_Goal_
Copy the items from the line containing "Challenge round — find the yellow roller" through the last line of the items, swapping every "roller" for "compactor" and leaving everything else unchanged.
-------------------------
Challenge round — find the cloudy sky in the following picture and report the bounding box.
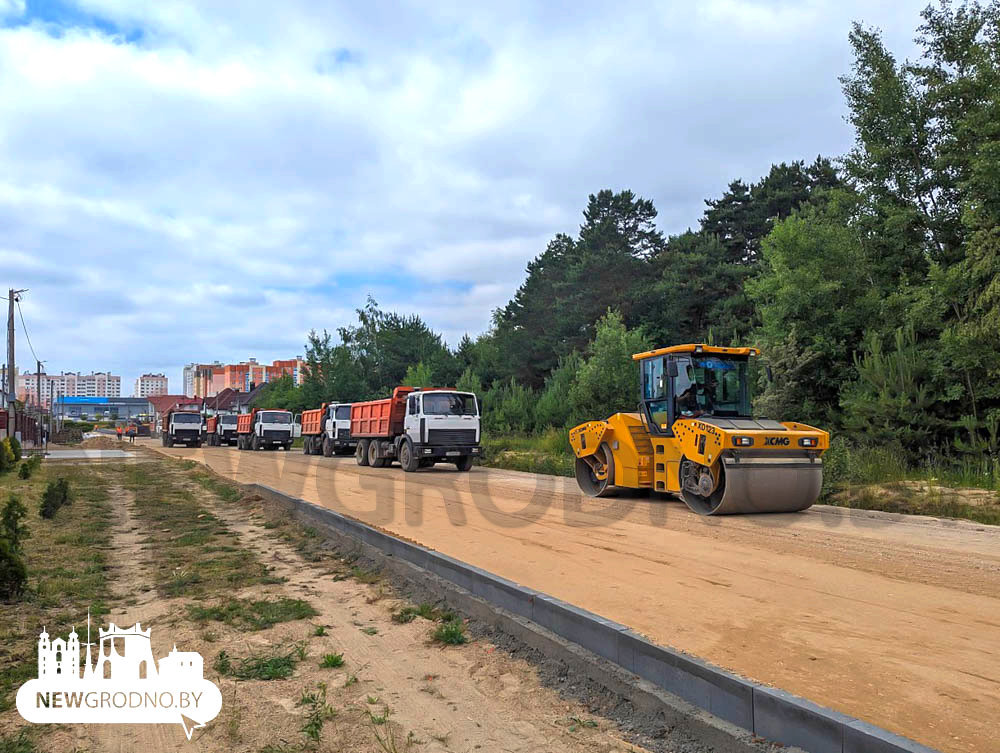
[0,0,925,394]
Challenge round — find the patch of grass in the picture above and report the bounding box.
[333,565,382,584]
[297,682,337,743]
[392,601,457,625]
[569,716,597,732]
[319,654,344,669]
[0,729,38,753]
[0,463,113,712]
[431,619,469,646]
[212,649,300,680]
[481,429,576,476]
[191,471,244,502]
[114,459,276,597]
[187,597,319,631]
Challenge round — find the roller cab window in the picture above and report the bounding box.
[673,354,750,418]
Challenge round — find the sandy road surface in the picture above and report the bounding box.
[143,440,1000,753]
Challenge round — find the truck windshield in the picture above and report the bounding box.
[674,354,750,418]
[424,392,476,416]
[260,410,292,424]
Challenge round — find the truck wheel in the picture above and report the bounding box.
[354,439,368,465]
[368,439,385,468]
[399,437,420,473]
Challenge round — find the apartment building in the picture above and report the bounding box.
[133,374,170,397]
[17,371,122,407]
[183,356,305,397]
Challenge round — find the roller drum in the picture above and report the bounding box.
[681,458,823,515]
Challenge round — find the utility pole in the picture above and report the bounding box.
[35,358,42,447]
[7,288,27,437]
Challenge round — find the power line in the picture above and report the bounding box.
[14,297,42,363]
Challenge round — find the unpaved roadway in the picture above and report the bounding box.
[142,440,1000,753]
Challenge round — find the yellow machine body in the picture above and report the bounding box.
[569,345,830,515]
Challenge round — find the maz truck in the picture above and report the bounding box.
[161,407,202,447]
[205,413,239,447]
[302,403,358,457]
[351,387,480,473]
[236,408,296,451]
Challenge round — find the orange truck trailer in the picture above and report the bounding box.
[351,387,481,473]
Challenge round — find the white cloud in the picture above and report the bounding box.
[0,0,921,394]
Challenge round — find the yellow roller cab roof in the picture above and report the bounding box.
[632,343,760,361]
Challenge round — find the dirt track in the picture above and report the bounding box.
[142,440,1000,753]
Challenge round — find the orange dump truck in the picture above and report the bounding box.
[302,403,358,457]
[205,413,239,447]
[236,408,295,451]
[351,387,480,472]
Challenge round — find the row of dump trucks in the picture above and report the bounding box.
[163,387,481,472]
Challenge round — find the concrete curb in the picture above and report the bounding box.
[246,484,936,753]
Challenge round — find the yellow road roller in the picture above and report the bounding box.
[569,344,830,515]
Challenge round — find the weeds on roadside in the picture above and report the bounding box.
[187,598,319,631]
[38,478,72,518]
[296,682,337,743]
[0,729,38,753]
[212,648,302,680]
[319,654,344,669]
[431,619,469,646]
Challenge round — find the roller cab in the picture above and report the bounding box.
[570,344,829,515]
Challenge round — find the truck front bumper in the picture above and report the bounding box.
-------------------------
_Task output_
Challenge round — find the yellow compactor cab roof in the picture above and report the bounding box.
[632,343,760,361]
Challenge round — find the dirt track in the picture above and report the bounding box.
[142,440,1000,753]
Challenge round — find the orange dump truck in the picture above and report the bounding box.
[302,403,358,457]
[205,413,239,447]
[236,408,295,451]
[351,387,480,472]
Challenge round — find the row of dump trucks in the picture above and report the bounding box.
[163,387,481,472]
Challenge round — find the concrete curb in the picture above and report the bounding box.
[246,484,936,753]
Challenge round — find the yellow road compactor in the picture above and report the bounding box.
[569,344,830,515]
Challenge round — find the weeds on roadside in the picture above and report the bounding box.
[187,598,319,631]
[38,478,72,518]
[296,682,337,743]
[0,729,38,753]
[212,648,302,680]
[319,654,344,669]
[431,619,469,646]
Challenge round — find the compactor cab in the picture above and report the bounding box.
[570,344,829,515]
Challenge round — find the truck front bumper in the picture above and report the bounding box.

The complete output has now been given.